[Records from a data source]
━━━━━━━━
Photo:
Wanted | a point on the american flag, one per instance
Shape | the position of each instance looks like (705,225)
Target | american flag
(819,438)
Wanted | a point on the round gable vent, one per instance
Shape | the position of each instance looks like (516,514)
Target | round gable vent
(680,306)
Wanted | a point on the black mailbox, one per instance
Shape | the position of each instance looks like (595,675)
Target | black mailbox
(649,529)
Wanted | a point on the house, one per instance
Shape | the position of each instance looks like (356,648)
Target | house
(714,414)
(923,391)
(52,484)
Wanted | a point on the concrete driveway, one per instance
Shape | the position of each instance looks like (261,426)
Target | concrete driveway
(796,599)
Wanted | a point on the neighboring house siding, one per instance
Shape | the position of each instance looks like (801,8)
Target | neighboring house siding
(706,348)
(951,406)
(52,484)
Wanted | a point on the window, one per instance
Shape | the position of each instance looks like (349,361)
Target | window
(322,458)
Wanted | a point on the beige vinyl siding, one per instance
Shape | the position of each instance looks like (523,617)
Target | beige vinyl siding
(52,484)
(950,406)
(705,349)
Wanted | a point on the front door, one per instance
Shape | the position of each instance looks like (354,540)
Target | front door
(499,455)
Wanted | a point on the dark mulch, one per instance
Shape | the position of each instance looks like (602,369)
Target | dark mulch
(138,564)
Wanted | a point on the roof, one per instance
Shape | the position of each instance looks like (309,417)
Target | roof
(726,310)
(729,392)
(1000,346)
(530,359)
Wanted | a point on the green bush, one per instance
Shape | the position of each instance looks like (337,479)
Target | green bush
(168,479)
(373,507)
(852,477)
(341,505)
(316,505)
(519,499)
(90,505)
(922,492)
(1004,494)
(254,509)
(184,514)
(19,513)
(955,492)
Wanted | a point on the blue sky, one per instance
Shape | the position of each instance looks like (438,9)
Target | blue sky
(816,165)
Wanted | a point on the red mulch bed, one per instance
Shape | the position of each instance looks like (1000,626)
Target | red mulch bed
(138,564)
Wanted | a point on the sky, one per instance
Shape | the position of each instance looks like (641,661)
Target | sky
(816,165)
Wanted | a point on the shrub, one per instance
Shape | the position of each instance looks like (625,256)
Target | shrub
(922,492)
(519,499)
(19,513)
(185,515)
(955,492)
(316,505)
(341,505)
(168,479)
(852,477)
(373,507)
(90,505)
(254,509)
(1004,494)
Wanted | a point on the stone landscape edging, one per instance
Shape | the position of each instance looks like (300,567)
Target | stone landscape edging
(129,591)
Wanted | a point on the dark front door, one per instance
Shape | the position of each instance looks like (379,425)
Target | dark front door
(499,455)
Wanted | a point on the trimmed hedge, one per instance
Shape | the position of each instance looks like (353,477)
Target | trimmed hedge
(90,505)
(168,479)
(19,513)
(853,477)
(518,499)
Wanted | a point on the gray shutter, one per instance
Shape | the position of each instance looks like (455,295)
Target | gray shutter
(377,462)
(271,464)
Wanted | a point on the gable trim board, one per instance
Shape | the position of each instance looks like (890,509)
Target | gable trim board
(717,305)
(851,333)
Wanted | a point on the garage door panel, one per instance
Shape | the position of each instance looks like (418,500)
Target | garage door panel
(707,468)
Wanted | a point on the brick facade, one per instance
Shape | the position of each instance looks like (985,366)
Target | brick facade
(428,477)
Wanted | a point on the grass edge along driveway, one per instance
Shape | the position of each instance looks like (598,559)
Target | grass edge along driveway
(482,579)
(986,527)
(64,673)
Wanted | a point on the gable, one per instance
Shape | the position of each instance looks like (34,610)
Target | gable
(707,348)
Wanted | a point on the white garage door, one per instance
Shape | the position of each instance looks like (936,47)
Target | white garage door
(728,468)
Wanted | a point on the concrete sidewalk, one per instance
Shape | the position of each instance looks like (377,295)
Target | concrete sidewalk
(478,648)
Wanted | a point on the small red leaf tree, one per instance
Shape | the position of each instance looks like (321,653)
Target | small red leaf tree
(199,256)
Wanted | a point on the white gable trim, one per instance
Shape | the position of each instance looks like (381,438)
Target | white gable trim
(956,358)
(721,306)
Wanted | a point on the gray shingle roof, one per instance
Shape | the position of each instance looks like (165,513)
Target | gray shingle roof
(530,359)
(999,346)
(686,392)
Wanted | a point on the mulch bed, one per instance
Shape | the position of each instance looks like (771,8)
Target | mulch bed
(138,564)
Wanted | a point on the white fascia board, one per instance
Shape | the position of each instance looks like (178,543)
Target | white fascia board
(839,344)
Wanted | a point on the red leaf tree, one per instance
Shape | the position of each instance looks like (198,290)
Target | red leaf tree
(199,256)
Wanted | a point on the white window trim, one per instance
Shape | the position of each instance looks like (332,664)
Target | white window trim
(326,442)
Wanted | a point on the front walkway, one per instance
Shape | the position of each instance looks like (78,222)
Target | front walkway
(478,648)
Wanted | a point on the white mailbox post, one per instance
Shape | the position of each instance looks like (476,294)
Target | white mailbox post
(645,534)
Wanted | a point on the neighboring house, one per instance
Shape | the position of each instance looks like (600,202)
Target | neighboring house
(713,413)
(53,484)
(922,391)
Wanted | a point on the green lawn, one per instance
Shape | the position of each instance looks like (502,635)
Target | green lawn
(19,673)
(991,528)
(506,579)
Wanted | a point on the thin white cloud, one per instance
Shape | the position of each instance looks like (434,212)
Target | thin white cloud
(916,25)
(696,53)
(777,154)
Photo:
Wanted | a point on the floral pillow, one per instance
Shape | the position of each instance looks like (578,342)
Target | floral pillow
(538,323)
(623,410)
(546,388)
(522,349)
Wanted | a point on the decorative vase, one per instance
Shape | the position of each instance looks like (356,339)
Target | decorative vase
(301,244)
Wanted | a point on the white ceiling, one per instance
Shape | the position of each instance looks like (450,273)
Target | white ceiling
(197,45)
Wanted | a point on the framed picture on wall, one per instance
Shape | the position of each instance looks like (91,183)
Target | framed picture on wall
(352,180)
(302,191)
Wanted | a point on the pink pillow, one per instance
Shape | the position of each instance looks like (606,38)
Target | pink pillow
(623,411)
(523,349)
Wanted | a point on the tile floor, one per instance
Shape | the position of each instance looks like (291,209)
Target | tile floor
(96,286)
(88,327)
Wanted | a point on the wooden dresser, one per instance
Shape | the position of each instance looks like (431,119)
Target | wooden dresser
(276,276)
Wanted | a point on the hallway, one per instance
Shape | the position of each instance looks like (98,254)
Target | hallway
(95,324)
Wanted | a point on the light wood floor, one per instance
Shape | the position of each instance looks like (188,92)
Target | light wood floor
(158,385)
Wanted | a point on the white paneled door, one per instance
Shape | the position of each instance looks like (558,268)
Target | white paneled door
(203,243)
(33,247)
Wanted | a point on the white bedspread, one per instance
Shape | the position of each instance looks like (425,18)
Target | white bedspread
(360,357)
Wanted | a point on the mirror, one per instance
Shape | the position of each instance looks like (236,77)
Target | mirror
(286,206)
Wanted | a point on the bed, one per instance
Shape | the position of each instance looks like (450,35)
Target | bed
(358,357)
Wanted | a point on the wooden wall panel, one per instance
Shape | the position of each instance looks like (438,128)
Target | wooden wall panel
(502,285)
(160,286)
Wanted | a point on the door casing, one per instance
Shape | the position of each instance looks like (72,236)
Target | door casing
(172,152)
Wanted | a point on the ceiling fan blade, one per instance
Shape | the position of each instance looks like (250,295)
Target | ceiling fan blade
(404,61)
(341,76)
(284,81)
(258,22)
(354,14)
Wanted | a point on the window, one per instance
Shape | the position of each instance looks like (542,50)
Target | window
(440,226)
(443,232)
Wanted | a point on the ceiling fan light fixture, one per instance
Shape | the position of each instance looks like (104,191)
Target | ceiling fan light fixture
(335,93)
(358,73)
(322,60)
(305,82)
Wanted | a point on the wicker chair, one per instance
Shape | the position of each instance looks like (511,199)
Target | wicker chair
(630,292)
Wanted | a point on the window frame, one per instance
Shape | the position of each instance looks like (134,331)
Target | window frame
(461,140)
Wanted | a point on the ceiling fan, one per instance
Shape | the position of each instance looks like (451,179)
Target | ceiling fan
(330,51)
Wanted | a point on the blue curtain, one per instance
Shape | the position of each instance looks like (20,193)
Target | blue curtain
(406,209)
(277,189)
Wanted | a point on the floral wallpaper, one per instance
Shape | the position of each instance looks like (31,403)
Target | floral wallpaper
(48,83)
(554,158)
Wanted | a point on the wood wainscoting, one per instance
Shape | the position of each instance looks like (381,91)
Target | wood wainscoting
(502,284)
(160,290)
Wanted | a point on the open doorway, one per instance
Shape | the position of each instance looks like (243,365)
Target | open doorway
━━━━━━━━
**Assigned task**:
Nothing beyond the lines from the start of the entries through the line with "Shape | the position of each instance looks like (516,514)" should appear. Repeat those lines exactly, both ends included.

**Written solution**:
Photo:
Wanted | a point on the american flag, one per instance
Shape | the position of each instance looks like (705,225)
Target | american flag
(819,438)
Wanted | a point on the round gable vent, one per instance
Shape | the position of each instance looks like (516,514)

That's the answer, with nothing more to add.